Pointing dataset records:
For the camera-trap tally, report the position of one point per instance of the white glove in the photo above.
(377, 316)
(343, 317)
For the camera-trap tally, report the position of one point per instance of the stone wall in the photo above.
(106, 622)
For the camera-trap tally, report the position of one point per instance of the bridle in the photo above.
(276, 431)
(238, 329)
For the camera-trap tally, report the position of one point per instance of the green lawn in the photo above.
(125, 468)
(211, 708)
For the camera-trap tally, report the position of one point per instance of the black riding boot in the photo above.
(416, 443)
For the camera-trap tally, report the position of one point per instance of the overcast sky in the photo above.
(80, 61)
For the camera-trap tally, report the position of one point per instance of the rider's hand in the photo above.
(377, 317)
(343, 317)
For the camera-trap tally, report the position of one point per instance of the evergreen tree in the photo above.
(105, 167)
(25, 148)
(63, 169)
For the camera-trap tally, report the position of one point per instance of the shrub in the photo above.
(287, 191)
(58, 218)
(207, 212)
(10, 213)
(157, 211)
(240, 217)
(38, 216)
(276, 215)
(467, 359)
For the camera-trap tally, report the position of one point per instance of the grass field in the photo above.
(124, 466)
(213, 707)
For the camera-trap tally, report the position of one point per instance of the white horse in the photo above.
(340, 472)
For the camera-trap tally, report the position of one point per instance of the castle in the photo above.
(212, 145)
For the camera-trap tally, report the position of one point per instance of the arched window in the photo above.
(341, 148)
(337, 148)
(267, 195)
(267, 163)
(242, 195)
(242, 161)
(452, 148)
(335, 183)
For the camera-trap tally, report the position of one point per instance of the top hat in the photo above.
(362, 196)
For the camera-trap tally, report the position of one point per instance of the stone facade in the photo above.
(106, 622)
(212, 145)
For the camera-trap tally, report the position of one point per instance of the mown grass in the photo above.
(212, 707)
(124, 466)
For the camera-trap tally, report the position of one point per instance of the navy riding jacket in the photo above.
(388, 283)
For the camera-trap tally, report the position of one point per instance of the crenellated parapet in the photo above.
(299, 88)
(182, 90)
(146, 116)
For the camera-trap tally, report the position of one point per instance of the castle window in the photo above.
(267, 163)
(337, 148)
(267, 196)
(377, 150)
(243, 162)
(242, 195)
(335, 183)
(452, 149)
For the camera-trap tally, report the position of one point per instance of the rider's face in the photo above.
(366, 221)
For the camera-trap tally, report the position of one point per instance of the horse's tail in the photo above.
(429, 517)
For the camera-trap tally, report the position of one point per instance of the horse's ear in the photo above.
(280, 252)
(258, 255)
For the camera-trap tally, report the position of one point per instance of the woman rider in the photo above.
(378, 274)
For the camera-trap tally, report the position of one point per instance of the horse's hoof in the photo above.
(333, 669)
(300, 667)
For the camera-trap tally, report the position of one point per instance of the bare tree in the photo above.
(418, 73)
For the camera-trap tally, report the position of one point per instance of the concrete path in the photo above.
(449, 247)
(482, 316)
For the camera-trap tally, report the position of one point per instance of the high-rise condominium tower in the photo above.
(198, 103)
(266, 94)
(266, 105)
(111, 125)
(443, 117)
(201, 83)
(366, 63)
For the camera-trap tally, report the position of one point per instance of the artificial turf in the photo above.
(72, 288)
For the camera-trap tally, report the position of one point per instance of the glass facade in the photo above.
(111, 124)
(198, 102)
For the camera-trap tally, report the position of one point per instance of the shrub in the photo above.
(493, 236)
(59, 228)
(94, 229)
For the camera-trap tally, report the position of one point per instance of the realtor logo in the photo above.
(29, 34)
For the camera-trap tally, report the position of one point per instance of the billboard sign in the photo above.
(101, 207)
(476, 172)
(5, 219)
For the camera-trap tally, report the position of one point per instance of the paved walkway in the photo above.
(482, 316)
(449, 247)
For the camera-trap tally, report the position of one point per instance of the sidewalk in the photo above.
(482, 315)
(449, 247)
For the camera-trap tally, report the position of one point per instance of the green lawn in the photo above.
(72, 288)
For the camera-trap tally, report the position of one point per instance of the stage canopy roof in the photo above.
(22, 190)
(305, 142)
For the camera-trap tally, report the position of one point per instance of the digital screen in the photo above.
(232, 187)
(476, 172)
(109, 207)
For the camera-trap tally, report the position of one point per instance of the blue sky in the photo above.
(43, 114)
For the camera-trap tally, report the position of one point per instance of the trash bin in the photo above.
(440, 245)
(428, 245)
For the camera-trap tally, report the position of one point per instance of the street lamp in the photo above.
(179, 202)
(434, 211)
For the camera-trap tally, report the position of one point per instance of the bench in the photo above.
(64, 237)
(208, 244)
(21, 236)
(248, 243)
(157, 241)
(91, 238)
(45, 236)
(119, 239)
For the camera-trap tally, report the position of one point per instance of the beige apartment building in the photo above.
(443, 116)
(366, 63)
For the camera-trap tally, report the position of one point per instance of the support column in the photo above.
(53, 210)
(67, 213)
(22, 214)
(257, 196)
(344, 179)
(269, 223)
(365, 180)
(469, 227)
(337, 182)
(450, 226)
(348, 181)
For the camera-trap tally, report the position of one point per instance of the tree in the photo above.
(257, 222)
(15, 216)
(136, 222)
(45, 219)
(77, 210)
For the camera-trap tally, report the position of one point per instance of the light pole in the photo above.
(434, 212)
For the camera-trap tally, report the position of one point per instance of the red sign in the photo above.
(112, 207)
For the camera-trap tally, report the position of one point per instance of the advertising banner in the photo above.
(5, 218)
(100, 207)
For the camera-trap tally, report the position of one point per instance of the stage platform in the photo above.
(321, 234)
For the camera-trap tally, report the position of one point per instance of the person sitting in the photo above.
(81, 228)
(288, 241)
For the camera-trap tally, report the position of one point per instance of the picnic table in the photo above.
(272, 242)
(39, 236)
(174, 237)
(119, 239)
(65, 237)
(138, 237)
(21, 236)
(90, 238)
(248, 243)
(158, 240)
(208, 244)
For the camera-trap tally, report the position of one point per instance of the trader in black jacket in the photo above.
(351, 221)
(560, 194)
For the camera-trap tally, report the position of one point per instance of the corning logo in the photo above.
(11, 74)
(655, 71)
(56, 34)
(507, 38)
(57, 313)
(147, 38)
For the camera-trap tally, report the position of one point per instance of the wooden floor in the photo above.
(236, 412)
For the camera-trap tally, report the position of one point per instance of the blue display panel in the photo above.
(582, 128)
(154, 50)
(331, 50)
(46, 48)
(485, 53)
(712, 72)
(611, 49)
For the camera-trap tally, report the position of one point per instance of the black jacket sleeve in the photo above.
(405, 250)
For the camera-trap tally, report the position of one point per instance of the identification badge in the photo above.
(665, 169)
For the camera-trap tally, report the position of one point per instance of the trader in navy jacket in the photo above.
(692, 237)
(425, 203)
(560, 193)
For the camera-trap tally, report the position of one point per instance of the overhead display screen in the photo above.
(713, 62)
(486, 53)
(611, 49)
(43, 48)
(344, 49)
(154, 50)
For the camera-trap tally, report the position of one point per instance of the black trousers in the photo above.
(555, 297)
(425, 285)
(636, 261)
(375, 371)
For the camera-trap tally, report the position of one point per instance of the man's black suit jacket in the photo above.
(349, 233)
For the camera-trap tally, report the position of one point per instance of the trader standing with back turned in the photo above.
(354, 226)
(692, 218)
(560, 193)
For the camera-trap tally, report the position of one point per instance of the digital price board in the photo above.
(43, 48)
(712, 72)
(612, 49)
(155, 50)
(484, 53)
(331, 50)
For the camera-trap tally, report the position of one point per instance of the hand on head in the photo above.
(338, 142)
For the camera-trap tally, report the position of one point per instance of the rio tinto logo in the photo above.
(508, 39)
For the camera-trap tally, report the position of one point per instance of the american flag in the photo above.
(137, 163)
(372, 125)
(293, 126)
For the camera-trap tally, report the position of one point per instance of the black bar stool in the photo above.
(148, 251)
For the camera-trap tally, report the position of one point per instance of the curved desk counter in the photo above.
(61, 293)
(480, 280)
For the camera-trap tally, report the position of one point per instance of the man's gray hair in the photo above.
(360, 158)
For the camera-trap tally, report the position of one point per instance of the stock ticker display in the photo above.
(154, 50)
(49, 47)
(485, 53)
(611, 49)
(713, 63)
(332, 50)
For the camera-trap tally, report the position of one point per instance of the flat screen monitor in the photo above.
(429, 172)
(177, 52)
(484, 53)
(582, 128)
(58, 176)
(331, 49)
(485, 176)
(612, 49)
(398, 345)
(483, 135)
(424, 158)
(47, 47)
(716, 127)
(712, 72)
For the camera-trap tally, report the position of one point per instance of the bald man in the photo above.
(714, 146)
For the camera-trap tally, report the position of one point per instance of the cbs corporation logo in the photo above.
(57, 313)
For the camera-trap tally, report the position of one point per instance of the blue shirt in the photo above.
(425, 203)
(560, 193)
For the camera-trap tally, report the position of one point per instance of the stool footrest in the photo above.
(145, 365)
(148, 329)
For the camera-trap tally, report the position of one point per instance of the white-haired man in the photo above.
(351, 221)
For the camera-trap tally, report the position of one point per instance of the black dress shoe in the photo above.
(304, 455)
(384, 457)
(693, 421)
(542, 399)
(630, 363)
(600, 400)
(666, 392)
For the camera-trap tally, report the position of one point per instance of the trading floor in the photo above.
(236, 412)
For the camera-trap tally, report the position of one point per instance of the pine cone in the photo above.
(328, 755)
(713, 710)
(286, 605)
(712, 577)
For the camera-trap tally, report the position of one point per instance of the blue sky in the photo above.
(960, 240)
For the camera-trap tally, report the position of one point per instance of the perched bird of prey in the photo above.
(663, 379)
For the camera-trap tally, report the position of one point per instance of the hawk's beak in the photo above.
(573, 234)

Task objective
Give again only the lines of the material above that run from the one with "monitor in the photo above." through the end, both included, exactly as they appear.

Result below
For the camera-trap tally, report the position of one point per instance of the flat screen monitor in the photo above.
(429, 172)
(177, 52)
(484, 53)
(582, 128)
(58, 176)
(331, 49)
(485, 176)
(612, 49)
(398, 345)
(483, 135)
(424, 158)
(47, 47)
(716, 127)
(712, 72)
For the camera-trap tally, report the position of one point per instance of the bald man in the photo above.
(714, 146)
For the camera-trap tally, report the position of one point per instance of the cbs corporation logo in the photo above.
(57, 313)
For the camera-trap tally, report the position of one point per instance of the blue shirt in the photo above.
(425, 203)
(560, 193)
For the camera-trap tally, report the position of one point per instance of the stool footrest in the photo above.
(145, 365)
(148, 329)
For the camera-trap tally, report the position of one point per instance of the white-haired man in the photo above.
(351, 221)
For the camera-trap tally, report the position of one point per instance of the black dress shoe in the photo above.
(304, 455)
(384, 457)
(693, 421)
(542, 399)
(630, 363)
(600, 400)
(666, 392)
For the camera-trap tally, report the position of one point per instance of the trading floor in the photo above.
(236, 412)
For the camera-trap tally, report the position of one point per instance of the pine cone in the photo above.
(328, 755)
(713, 710)
(286, 605)
(712, 577)
For the camera-trap tally, report the position of one point per instance of the blue sky in the photo above.
(960, 240)
For the camera-trap tally, report the position of one point per instance of the perched bird of prey in the photo above.
(663, 379)
For the camera-trap tally, report the position of one point per instance of the hawk's beak in the photo above.
(573, 234)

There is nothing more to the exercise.